··· INPUT DATA
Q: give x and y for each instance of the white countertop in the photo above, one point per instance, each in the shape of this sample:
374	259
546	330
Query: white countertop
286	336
······
■ **REQUEST**
Copy out every line above without changing anything.

■ **EXERCISE OUTPUT**
Q: give x and y for each instance of the white countertop in the photo above, one point per instance, each in the shape of this sample:
374	259
546	330
Query: white countertop
286	336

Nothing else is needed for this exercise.